WHAT THE TASK ASKS:
Quote the entries that follow exactly, leaving none out.

§

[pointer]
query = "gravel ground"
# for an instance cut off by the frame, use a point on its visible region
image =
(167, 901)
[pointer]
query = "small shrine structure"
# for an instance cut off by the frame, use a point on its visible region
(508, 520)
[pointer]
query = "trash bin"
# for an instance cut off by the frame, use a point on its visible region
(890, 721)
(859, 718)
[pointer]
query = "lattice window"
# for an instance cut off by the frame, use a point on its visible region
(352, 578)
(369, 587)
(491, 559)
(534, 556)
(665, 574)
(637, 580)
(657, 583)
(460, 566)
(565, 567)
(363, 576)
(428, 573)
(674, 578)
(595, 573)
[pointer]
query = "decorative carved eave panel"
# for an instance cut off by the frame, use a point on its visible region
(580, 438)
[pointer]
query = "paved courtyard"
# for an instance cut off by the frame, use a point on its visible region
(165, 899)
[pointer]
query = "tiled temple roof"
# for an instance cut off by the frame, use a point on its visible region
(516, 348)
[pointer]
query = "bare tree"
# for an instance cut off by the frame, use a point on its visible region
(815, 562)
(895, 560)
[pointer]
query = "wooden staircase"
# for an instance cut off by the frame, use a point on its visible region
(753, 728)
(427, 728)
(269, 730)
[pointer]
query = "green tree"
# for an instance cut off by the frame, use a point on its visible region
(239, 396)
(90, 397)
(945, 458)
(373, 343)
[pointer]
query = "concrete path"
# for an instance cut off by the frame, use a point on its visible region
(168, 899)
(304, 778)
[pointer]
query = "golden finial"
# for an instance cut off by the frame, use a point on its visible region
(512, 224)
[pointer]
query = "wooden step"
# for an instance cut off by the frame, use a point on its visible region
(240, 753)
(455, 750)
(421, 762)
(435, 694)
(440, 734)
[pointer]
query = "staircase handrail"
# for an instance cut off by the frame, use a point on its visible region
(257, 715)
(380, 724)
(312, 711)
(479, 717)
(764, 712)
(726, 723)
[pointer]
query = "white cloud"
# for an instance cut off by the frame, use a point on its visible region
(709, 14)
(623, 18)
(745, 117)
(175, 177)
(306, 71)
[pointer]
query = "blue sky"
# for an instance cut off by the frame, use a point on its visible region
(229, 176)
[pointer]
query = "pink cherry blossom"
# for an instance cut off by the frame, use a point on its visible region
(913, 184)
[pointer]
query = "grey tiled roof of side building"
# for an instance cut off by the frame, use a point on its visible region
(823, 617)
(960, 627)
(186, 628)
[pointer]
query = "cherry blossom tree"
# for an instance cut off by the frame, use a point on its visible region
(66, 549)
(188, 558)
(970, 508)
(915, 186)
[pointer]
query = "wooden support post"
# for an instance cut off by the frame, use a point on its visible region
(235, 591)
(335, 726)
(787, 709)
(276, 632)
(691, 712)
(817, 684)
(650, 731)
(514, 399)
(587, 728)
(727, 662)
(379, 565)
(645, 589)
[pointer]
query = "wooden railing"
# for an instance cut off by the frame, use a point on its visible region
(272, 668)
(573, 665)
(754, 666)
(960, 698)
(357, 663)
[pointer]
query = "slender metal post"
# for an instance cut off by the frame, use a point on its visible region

§

ANSWER TO THIS EXERCISE:
[pointer]
query = "gravel ground"
# for an instance cut off by the frame, use a point on its visible region
image =
(167, 901)
[pointer]
query = "small shrine structure"
# for an instance cut off by the frame, use a point on its visible region
(508, 520)
[pointer]
query = "trash bin"
# for an instance cut off by the frame, use a point on its visible region
(890, 721)
(859, 718)
[pointer]
query = "lattice window"
# for an instance cut off by the frame, use a point on its visible region
(352, 578)
(369, 587)
(491, 559)
(534, 556)
(665, 574)
(637, 580)
(657, 583)
(460, 566)
(565, 567)
(363, 576)
(428, 573)
(674, 578)
(595, 573)
[pointer]
query = "decorative carved eave panel"
# for an instance cut off by the frame, use a point on its visible region
(580, 438)
[pointer]
query = "paved courtyard"
# for an instance cut off by the frame, use a point on its visible region
(165, 899)
[pointer]
query = "tiled temple roof"
# for an instance cut off by the frame, use a point on its visible region
(516, 348)
[pointer]
query = "bare tree"
# for an instance cut off by the frame, use a point on its visible region
(815, 562)
(895, 560)
[pointer]
query = "wooden staircase"
# for an instance cut off by the frame, use a point on its visible region
(753, 728)
(427, 728)
(269, 730)
[pointer]
query = "green tree"
# for an instance cut off by the frame, use a point on its visible region
(239, 396)
(90, 397)
(945, 458)
(373, 343)
[pointer]
query = "concrete path"
# for an instance cut off by the frame, use a point on its visible region
(168, 899)
(304, 778)
[pointer]
query = "golden finial"
# for an instance cut off by the frame, use a point on its visible region
(512, 224)
[pointer]
query = "wooden step"
# for an instance cut off by the frame, use a point on its visible region
(240, 753)
(455, 750)
(421, 762)
(435, 694)
(440, 734)
[pointer]
query = "staircase handrail"
# for an instance cut off by the frame, use a point on its visible region
(257, 715)
(380, 724)
(312, 711)
(479, 717)
(764, 712)
(726, 723)
[pointer]
query = "white cloud"
# for an instance cut off by the frame, use a point on its visible region
(709, 14)
(623, 18)
(745, 117)
(175, 177)
(306, 71)
[pointer]
query = "blue sky"
# for an instance cut off by the frame, use a point on its visible region
(229, 176)
[pointer]
query = "pink cherry blossom"
# for an instance cut off by the frame, use a point on its visible region
(913, 184)
[pointer]
query = "grey tiled roof of side building"
# for an instance cut off by the frame, use a point on its visible region
(823, 617)
(960, 627)
(186, 628)
[pointer]
query = "cherry blossom tree"
# for an instance cut off by the frame, use a point on its visible region
(66, 549)
(188, 558)
(970, 508)
(915, 186)
[pointer]
query = "wooden support post"
# for an instance cut off by the frame, use a point on its visible region
(235, 591)
(335, 726)
(787, 709)
(276, 632)
(691, 712)
(817, 684)
(650, 731)
(514, 399)
(587, 728)
(727, 662)
(379, 565)
(645, 589)
[pointer]
query = "wooden railing"
# for an instance cut off by the frame, use a point on its visible region
(272, 668)
(573, 665)
(754, 666)
(960, 698)
(357, 663)
[pointer]
query = "slender metal post"
# for an instance cut off by the frame, use a point on its visible region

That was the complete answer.